[Data supplied — start]

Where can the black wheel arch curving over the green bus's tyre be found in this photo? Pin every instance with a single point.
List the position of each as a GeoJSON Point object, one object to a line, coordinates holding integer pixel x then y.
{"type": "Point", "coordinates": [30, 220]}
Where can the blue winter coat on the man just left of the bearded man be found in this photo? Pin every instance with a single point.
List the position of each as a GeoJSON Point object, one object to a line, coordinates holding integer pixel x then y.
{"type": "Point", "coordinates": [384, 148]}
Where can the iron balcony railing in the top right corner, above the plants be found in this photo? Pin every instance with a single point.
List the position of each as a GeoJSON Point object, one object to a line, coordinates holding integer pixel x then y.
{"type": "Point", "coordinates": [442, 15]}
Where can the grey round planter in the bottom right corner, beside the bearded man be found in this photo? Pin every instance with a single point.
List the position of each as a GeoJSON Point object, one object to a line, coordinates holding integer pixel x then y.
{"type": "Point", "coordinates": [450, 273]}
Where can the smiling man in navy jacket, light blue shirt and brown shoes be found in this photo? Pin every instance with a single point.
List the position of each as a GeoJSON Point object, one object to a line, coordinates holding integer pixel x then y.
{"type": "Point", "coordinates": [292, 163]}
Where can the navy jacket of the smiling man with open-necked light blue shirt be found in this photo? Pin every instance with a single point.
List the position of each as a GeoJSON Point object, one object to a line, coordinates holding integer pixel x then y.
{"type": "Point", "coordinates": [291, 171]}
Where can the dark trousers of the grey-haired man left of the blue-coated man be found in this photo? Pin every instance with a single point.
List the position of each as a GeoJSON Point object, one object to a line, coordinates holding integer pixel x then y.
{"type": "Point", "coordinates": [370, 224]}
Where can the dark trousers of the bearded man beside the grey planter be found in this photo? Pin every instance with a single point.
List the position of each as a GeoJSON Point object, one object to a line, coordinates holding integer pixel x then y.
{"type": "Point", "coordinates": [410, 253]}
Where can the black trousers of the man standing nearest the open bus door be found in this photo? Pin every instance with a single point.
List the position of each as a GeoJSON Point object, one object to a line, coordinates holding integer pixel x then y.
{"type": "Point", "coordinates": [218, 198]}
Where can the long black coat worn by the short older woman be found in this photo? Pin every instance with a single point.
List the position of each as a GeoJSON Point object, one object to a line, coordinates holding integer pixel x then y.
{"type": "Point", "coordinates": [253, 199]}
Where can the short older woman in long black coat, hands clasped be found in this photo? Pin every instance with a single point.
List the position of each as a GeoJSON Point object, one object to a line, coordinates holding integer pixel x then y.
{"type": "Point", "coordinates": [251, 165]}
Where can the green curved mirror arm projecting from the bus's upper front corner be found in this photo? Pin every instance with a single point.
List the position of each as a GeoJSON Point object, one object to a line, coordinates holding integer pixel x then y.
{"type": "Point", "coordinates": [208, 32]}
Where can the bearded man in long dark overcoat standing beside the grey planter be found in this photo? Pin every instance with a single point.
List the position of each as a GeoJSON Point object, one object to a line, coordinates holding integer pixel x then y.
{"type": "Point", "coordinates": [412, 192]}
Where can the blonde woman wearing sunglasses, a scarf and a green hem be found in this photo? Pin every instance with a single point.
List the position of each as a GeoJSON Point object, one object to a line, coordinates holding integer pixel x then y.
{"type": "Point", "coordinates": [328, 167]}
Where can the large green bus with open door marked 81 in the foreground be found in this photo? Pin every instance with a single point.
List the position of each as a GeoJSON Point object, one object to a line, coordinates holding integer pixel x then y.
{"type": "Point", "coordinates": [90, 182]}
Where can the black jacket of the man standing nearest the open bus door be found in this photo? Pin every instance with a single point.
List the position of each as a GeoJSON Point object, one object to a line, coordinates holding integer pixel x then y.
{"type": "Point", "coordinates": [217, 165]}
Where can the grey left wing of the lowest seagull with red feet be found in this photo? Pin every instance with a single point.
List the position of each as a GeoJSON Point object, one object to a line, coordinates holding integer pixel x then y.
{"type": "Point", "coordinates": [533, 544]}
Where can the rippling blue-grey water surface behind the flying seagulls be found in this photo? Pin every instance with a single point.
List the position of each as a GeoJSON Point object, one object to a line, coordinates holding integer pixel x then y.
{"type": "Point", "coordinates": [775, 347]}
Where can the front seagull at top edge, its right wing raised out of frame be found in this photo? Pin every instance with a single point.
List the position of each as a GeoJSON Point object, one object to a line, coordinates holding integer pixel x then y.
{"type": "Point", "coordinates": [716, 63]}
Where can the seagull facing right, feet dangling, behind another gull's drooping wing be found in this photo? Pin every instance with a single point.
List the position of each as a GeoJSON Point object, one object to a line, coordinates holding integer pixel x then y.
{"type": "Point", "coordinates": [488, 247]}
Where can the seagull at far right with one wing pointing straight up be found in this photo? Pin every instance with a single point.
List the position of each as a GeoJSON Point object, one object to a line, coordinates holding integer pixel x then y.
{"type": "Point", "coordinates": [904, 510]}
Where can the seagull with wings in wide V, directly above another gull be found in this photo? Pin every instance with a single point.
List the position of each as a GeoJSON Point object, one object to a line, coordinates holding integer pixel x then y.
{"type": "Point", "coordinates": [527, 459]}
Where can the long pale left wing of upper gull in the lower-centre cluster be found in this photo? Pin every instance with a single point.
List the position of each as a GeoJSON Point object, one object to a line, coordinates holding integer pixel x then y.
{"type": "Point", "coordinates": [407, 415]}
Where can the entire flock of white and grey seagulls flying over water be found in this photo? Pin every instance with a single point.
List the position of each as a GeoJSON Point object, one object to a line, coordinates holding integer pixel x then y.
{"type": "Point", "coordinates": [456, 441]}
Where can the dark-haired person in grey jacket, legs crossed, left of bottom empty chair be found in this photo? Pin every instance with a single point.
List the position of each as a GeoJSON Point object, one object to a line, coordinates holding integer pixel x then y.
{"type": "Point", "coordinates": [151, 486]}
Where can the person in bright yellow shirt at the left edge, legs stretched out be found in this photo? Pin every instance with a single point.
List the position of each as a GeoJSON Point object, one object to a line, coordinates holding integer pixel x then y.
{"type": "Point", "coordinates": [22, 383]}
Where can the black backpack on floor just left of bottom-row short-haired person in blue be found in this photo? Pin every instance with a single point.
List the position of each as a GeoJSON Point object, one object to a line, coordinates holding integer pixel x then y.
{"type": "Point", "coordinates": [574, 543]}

[Data supplied — finish]

> **Task brief**: Scan the lines above for the word "grey" and copy every one where it occurs.

> **Solution to the exercise**:
Where can the grey round planter in the bottom right corner, beside the bearded man be found in this photo? Pin every instance with a single point.
Where can the dark trousers of the grey-haired man left of the blue-coated man be found in this photo? Pin every instance with a single point.
Where can the dark trousers of the bearded man beside the grey planter be found in this photo? Pin every instance with a single point.
Where can the bearded man in long dark overcoat standing beside the grey planter be found in this photo? Pin every instance with a single point.
Where can the grey left wing of the lowest seagull with red feet be found in this photo? Pin every instance with a single point.
Where can the rippling blue-grey water surface behind the flying seagulls be found in this photo? Pin every instance with a single point.
Where can the entire flock of white and grey seagulls flying over water be found in this photo? Pin every instance with a single point.
Where can the dark-haired person in grey jacket, legs crossed, left of bottom empty chair be found in this photo? Pin every instance with a single point.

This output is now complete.